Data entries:
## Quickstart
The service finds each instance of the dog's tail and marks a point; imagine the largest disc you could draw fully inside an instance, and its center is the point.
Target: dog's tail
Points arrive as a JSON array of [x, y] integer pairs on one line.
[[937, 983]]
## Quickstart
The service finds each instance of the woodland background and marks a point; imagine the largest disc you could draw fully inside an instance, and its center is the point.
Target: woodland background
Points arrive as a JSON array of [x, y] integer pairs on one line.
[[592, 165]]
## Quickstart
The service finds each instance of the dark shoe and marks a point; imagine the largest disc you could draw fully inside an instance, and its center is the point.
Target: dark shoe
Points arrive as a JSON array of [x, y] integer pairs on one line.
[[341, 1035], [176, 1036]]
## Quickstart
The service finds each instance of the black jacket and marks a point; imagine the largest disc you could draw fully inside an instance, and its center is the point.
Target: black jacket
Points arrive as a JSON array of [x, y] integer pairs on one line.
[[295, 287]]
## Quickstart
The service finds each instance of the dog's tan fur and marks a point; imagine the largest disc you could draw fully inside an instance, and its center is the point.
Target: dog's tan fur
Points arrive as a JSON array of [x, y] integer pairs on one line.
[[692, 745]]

## Work to complete:
Reproduce every line of the records above verbatim, from the first record through the last.

## Written answer:
## Quickstart
The service finds each instance of the dog's tail and marks a point; imagine the largest disc you could draw fully inside an instance, and its center is the point.
Target: dog's tail
Points arrive as a JSON array of [x, y] integer pairs on one line.
[[937, 983]]
## Quickstart
The service finds each instance of the woodland background and marks a point; imagine the largest disc you could draw fully inside an instance, and its center is the point.
Target: woodland background
Points arrive as a JSON array of [x, y] integer pairs on one line.
[[592, 165]]
## Quickstart
The service finds each instance of the dark shoe and marks a point; imagine the largest disc you could draw fully inside an instance, and its center is the point.
Target: dark shoe
Points arrive as a JSON array of [x, y] integer pairs on one line.
[[341, 1035], [176, 1036]]
## Quickstart
The service finds each instance of the black jacket and marks a point; imagine the largest disc you could draw fully inside an instance, and its center is the point.
Target: black jacket
Points arrive as a JSON array of [x, y] integer pairs on one line.
[[295, 287]]
## Quickstart
The service finds each instance of the dog's tan fur and marks a point; imagine the largest disc you could draw fully inside an instance, and its center is the point.
Target: dog's tan fur
Points arrive as a JSON array of [x, y] integer pairs on one line.
[[692, 745]]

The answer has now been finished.